▶ Text shown:
━━━━━━━━

A norm-referenced test (NRT) is a type of test, assessment, or evaluation which yields an estimate of the position of the tested individual in a predefined population, with respect to the trait being measured. The estimate is derived from the analysis of test scores and possibly other relevant data from a sample drawn from the population. That is, this type of test identifies whether the test taker performed better or worse than other test takers, not whether the test taker knows either more or less material than is necessary for a given purpose.
The term normative assessment refers to the process of comparing one test-taker to his or her peers.
Norm-referenced assessment can be contrasted with criterion-referenced assessment and ipsative assessment. In a criterion-referenced assessment, the score shows whether or not test takers performed well or poorly on a given task, not how that compares to other test takers; in an ipsative system, test takers are compared to previous performance.
The same test can be used in both ways.
Robert Glaser originally coined the terms norm-referenced test and criterion-referenced test.
Many college entrance exams and nationally used school tests use norm-referenced tests. The SAT, Graduate Record Examination (GRE), and Wechsler Intelligence Scale for Children (WISC) compare individual student performance to the performance of a normative sample. Test takers cannot "fail" a norm-referenced test, as each test taker receives a score that compares the individual to others that have taken the test, usually given by a percentile. This is useful when there is a wide range of acceptable scores, and the goal is to find out who performs better.
IQ tests are norm-referenced tests, because their goal is to see which test taker is more intelligent than the other test takers. The median IQ is set to 100, and all test takers are ranked up or down in comparison to that level.
Theater auditions and job interviews are norm-referenced tests, because their goal is to identify the best candidate compared to the other candidates, not to determine how many of the candidates meet a fixed list of standards.
As alternatives to normative testing, tests can be ipsative assessments or criterion-referenced assessments.
In an ipsative assessment, the individuals' performance is compared only to their previous performances. For example, a person on a weight-loss diet is judged by how his current weight compares to his own previous weight, rather than how his weight compares to an ideal or how it compares to another person.
A test is criterion-referenced when the performance is judged according to the expected or desired behavior. Tests that judge the test taker based on a set standard (e.g., everyone should be able to run one kilometer in less than five minutes) are criterion-referenced tests. The goal of a criterion-referenced test is to find out whether the individual can run as fast as the test giver wants, not to find out whether the individual is faster or slower than the other runners. Standards-based education reform focuses on criterion-referenced testing. Most everyday tests and quizzes taken in school, as well as most state achievement tests and high school graduation examinations, are criterion-referenced. In this model, it is possible for all test takers to pass or for all test takers to fail.

━━━━━━━━

▶ Data supplied:
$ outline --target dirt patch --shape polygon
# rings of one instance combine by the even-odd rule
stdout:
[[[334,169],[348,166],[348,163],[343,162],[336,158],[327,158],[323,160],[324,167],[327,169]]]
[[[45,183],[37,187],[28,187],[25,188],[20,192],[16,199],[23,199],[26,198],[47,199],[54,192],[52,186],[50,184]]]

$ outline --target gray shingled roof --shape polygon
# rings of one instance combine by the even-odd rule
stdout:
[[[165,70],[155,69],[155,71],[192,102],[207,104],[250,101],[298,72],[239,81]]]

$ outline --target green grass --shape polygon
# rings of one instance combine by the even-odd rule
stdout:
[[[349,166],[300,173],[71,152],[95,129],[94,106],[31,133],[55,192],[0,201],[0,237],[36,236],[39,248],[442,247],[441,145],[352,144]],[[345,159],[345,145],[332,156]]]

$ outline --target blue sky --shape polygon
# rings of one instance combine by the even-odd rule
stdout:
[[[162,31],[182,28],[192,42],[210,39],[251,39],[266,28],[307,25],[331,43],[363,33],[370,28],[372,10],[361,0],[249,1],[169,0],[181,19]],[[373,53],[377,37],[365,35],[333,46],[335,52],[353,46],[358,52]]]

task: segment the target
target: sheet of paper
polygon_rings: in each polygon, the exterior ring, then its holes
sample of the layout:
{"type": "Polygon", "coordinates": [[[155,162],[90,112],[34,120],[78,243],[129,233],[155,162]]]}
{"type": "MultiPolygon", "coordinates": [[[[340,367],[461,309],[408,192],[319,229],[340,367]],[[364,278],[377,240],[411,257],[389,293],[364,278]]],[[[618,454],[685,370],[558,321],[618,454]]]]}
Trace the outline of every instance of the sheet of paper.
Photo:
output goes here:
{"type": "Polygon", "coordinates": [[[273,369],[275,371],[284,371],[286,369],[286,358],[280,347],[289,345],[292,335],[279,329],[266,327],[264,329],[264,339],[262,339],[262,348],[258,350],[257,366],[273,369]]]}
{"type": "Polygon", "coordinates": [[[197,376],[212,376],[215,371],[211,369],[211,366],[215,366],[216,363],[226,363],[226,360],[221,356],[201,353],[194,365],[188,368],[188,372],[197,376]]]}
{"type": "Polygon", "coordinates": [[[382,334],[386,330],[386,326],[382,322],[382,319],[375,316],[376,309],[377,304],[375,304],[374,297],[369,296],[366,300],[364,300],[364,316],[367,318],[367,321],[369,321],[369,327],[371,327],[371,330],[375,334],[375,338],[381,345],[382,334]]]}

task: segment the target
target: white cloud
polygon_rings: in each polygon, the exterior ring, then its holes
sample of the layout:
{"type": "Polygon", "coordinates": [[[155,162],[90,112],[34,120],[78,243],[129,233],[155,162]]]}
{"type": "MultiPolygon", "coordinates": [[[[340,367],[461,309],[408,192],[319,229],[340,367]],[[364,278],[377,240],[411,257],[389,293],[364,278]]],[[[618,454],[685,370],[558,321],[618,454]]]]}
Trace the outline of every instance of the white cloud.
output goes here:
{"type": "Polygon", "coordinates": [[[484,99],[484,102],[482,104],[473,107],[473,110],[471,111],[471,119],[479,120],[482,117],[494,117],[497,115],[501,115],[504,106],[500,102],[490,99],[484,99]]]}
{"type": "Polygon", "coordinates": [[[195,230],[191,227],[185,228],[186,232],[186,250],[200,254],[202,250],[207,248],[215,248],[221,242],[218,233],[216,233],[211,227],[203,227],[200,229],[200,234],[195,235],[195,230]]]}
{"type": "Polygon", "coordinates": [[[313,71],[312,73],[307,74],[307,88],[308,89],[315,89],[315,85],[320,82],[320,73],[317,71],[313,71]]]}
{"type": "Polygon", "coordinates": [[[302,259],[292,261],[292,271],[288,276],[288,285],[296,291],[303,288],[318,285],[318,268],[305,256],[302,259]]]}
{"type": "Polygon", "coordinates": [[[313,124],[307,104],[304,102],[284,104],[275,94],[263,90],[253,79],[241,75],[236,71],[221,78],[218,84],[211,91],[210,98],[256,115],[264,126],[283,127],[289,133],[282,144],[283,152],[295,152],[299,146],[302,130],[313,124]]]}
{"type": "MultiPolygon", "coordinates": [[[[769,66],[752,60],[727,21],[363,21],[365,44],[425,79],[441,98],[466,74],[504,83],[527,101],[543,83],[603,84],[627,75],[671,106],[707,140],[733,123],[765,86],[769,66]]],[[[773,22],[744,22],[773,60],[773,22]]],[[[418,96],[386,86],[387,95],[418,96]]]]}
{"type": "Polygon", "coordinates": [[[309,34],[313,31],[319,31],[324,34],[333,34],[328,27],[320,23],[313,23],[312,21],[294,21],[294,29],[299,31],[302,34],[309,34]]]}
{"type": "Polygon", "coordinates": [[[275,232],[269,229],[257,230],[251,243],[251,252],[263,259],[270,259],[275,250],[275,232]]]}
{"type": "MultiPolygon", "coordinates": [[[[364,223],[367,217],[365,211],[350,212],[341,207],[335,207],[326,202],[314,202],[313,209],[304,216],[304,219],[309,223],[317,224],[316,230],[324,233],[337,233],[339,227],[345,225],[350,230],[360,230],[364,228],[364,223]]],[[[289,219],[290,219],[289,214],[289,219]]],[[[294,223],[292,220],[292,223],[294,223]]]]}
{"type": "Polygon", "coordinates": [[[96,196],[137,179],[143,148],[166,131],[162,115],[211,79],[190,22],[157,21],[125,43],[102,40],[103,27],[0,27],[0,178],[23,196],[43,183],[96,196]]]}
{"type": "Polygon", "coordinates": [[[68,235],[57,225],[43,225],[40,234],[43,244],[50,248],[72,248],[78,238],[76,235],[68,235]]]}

━━━━━━━━

▶ Requests:
(1) Write out the passage on norm-referenced tests again, beginning at the words "IQ tests are" and stopping after "to another person.", and swap "job interviews" for "sports tryouts".
(2) Carry on the passage on norm-referenced tests from where it stops.
Leave the listing out of your work; it has no role here.

▶ Responses in order:
(1)
IQ tests are norm-referenced tests, because their goal is to see which test taker is more intelligent than the other test takers. The median IQ is set to 100, and all test takers are ranked up or down in comparison to that level.
Theater auditions and sports tryouts are norm-referenced tests, because their goal is to identify the best candidate compared to the other candidates, not to determine how many of the candidates meet a fixed list of standards.
As alternatives to normative testing, tests can be ipsative assessments or criterion-referenced assessments.
In an ipsative assessment, the individuals' performance is compared only to their previous performances. For example, a person on a weight-loss diet is judged by how his current weight compares to his own previous weight, rather than how his weight compares to an ideal or how it compares to another person.

(2)
Advantages and limitations
The primary advantage of norm-reference tests is that they can provide information on how an individual's performance on the test compares to others in the reference group.
A serious limitation of norm-reference tests is that the reference group may not represent the current population of interest. As noted by the Oregon Research Institute's International Personality Item Pool website, "One should be very wary of using canned "norms" because it isn't obvious that one could ever find a population of which one's present sample is a representative subset. Most "norms" are misleading, and therefore they should not be used. Far more defensible are local norms, which one develops oneself. For example, if one wants to give feedback to members of a class of students, one should relate the score of each individual to the means and standard deviations derived from the class itself. To maximize informativeness, one can provide the students with the frequency distribution for each scale, based on these local norms, and the individuals can then find (and circle) their own scores on these relevant distributions." 
Norm-referencing does not ensure that a test is valid (i.e. that it measures the construct it is intended to measure).
Another disadvantage of norm-referenced tests is that they cannot measure progress of the population as a whole, only where individuals fall within the whole. Rather, one must measure against a fixed goal, for instance, to measure the success of an educational reform program that seeks to raise the achievement of all students.
With a norm-referenced test, grade level was traditionally set at the level set by the middle 50 percent of scores. By contrast, the National Children's Reading Foundation believes that it is essential to assure that virtually all children read at or above grade level by third grade, a goal which cannot be achieved with a norm-referenced definition of grade level.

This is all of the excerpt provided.